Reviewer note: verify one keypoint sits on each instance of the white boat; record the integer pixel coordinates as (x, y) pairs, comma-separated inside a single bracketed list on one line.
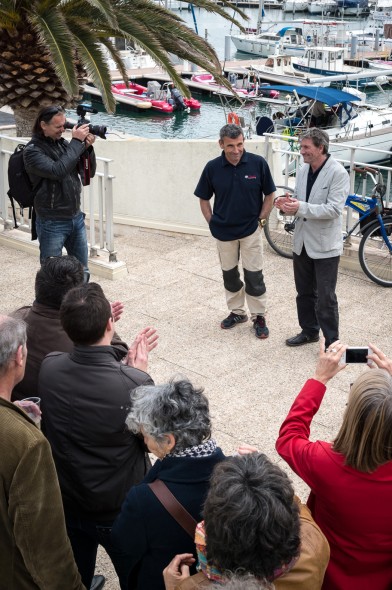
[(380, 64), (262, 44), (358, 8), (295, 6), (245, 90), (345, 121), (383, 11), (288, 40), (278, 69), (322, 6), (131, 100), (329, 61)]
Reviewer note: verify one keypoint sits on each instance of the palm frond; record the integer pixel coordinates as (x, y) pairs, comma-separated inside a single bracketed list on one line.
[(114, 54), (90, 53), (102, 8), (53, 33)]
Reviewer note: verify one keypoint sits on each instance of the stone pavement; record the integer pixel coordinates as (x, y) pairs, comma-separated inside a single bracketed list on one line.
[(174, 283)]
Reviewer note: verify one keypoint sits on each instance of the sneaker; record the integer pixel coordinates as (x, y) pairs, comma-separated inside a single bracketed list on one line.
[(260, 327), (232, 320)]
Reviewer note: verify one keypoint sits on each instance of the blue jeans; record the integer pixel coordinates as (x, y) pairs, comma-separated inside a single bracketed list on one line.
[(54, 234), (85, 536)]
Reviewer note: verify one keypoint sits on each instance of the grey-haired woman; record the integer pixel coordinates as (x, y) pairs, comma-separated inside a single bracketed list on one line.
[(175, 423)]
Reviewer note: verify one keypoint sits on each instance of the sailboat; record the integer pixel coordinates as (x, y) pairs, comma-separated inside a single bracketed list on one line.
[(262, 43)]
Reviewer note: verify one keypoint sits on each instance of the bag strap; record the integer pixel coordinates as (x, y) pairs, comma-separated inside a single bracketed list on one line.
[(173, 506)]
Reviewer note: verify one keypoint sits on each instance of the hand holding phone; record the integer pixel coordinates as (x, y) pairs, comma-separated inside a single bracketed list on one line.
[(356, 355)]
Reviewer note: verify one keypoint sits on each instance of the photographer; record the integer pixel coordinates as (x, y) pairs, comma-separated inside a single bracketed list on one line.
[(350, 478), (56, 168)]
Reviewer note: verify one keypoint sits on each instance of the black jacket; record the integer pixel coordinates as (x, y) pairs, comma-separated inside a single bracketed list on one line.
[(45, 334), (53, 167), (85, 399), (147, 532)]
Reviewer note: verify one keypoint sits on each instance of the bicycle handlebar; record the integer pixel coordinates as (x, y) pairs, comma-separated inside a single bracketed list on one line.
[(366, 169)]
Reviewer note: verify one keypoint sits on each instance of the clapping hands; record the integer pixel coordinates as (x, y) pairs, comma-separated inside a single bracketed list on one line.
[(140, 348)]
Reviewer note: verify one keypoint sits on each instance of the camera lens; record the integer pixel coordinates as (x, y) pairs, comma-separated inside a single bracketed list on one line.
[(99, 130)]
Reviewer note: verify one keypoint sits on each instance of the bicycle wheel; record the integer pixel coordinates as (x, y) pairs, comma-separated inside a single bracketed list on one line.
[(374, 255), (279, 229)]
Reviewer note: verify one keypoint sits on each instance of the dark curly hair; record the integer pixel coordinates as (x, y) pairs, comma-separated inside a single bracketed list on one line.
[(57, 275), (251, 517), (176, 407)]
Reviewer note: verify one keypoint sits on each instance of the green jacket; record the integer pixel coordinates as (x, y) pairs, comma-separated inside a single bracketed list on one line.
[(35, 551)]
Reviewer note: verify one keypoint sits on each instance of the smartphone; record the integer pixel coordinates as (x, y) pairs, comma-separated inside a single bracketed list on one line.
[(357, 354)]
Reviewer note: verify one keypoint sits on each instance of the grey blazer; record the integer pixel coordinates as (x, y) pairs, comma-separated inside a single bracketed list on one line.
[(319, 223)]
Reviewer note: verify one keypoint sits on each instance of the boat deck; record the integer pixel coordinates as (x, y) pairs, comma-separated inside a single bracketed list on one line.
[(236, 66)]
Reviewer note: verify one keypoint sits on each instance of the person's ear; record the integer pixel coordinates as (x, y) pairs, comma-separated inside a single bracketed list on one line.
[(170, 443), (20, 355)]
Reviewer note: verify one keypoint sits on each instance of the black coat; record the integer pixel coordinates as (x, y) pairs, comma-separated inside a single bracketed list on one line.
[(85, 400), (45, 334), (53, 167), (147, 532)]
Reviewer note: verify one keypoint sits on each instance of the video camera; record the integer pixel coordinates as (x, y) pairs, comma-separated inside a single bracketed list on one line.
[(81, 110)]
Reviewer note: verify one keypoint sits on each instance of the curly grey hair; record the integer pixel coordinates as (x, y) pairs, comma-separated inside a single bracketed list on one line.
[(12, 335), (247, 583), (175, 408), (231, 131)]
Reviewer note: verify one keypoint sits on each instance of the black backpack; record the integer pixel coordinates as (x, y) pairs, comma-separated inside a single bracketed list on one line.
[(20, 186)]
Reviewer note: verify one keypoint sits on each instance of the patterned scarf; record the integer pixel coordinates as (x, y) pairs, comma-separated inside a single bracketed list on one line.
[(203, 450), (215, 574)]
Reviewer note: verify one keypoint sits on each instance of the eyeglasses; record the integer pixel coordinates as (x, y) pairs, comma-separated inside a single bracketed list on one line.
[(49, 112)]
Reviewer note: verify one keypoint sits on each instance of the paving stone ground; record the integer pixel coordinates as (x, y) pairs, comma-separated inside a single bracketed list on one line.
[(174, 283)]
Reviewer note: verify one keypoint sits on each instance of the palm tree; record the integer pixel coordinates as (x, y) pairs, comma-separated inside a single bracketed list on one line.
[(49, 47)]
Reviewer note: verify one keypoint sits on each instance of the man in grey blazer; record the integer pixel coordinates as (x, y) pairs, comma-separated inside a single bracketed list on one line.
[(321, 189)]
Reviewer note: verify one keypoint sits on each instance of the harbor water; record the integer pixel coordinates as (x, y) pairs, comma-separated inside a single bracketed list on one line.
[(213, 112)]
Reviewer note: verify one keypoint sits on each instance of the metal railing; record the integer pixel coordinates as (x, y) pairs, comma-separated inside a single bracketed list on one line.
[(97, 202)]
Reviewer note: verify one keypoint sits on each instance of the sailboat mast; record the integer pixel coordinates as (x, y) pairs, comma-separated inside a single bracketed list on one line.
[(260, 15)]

□ □ □ □ □ □ □

Transcribe the preceding listing in its entirety and with exact wording, leaving out pictures.

Reviewer note: verify one keypoint sits on each instance of the white boat; record the integer pixel coordinates as (x, y) pairs, comma-separated inside a single bracketed list on one line.
[(380, 64), (262, 44), (358, 8), (295, 6), (245, 90), (345, 121), (383, 11), (288, 40), (278, 69), (322, 6), (131, 100), (329, 61)]
Reviewer note: verify one keypoint sits on each instance of the palm frond; record the integer pixel coordinates as (x, y) pairs, comma-separated inside a single bracketed list on one line.
[(114, 54), (90, 53), (102, 8), (53, 33)]
Reviewer note: verify one keypoint sits on each instance of the stone pavement; record the integer pixel coordinates as (x, y) pairs, comma-separated inside a single bracketed list on one line.
[(174, 283)]
Reviewer note: verify one keypoint sits on each instance of the sneaker; record the integer pixel coordinates as (x, y) pairs, comma-separated inside a single bracketed list on one line.
[(260, 327), (232, 320)]
Reviewer note: verify one keypoint sits on each instance of the blue jeans; record the integer pixel coordinates as (x, y) pairs, comma-separated inside a single bracketed list on one line.
[(54, 234), (85, 536)]
Reviewer note: verify one keypoint sits on each instance of the grey-haired woman; record the integer pixel coordinates as (x, y) pairs, comma-separated inside a single bracketed list on one line.
[(175, 423)]
Reviewer note: verify one keypoint sits on each instance of the sailboat; record the integer pixel coordinates as (x, y) pairs, comma-separated inside a single bracketed list on one line.
[(262, 43)]
Reviewer note: verify one keypoint sits on each instance of the bag strap; record the integer pixel coordinates as (x, y) pairs, comma-separated inside a single bracketed list on one line.
[(173, 506)]
Reviewer note: verify one keypoint sits on each instance of the hand holding phone; record the integer pixel coordinates as (x, y) pairs, comma-separated inside a single bracketed list on one line.
[(356, 355)]
Reviewer note: verify one keypoint sits on each instance of the photographer; record the integer pixel coordinates as (x, y) pairs, comma-separated inside a single bracketed list on one line.
[(350, 478), (56, 168)]
Reviewer note: verify one keypoint sits on each instance of the black jacket; record the integer pixel coordinates as (x, y) pairs, comma-separated inside a single bracketed list on one line.
[(45, 334), (53, 167), (85, 399), (147, 532)]
Reviewer note: verify one keypoint sits on each instance of the bicycle handlebar; record the integer pixel coordinates as (x, y) pairs, comma-separated inside a single bracketed list on one line.
[(366, 169)]
Reviewer note: verify one keypoint sits on each instance of the clapping hands; record the integer pixel coordinates as (x, y) pairs, comma-separated inside a single bracketed list on one line.
[(140, 348)]
Reviewer note: verify one keypoint sits on each instance of the camera lens; record the integer pixel coordinates as (x, y) pairs, comma-separated inside a single bracketed list on one line.
[(99, 130)]
Reviewer note: verify one keypoint sits on each instance of the bicycle wheel; record the integer pixel coordinates as (x, y) pairs, comma-separated inside a single bracketed list on one line.
[(374, 255), (279, 229)]
Reviewer note: verify one keypoint sits on each instance of the dark curly hair; record the integer pixel coordinates as (x, y) pairs, comma-separated inside a single bracketed list on one line.
[(57, 275), (251, 517), (176, 407)]
Reviewer note: verify one keypoint sits on each instance of the green jacket; record the integer pixel coordinates as (x, y) pairs, comma-separated inside a single bracketed list on one line.
[(35, 551)]
Reviewer note: verify one keypoint sits on each instance of the smartphone; record the integer pixel coordinates as (x, y) pairs, comma-separated inside a single bracketed list on one line.
[(357, 354)]
Reviewer note: verify one keypoint sits on each instance of the grey blazer; record the integer pixel coordinates as (x, y) pairs, comma-separated inside a single bracketed list on one line.
[(319, 223)]
Reviewer note: verify one keypoint sits on each instance of the boat deck; record the integer pixel coordinates as (x, y) pairs, comma-separated inside a single bracketed list on one line.
[(236, 66)]
Reviewer note: verify one keypoint sits on each instance of the person's ear; record the integer pixel coordinates as (x, y) pairs, comma-separated inside a single bracketed list on one line.
[(170, 443), (20, 355)]
Reviewer note: verify one keypoint sits on each instance of the black coat; record the integer pixel coordinates as (x, y) pairs, comma-separated inside a single bracketed list on one line.
[(85, 400), (45, 334), (53, 167), (147, 532)]
Reviewer note: verify one keypoint sits on each instance of the video camera; record the integer pixel coordinates as (x, y) pairs, comma-separated inside a single bracketed list on one line.
[(81, 110)]
Reviewer note: verify one keypoint sits on each instance of the curly grey hair; record the integer pixel coordinates as (x, y) pairs, comma-separated inside a single bracketed list on one line.
[(12, 335), (247, 583), (175, 408), (231, 131)]
Reviewer note: verify one keypoint sits on each instance of the black backpack; record the integer pixel coordinates as (x, y) pairs, comma-separated inside a single bracketed list on one line.
[(20, 186)]
Reviewer note: verify one keypoint sits on each instance of the patterned scarf; record the integer pixel coordinates as (x, y) pairs, comma-separated inside a single bracketed list on one line.
[(203, 450), (215, 574)]
Reviewer note: verify one keypoint sits on each instance of the eyeglasses; record the integer pixel coordinates as (x, y) pairs, comma-separated inside a single bracketed list on one line.
[(49, 112)]
Reviewer note: verify one keypoint sits on each instance of the paving stone ground; record the integer pixel coordinates as (x, y) pairs, comma-separated inside a single bracketed list on one line.
[(174, 283)]
Reviewer note: verify one keypoint sits on each instance of the palm tree; record the integer pixel coordinates as (x, y) pairs, comma-separated inside a single bracketed list on one line.
[(49, 47)]
Reviewer note: verify one keypoint sits on each instance of the man in grey blazer; record the integer pixel coordinates as (x, y) pairs, comma-separated inside a single bracketed list on one line.
[(321, 189)]
Reviewer note: verify one keypoint sits on each instance of the harbor water; record the integer pixel coordinates as (x, y) pairs, comma-separated inside a single bracketed list on one line.
[(213, 112)]
Reviewer note: verify one keypoint sits on each instance of the metal railing; record the integer pixel coordinates as (x, y) pairs, comma-separated inside a single bracketed list on one line.
[(97, 202)]
Reviewer note: verify one keypoint sits on each instance of the sailboat mast; record the integer pixel coordinates as (x, y) pairs, comma-separated inside a single bracketed list on one line.
[(260, 15)]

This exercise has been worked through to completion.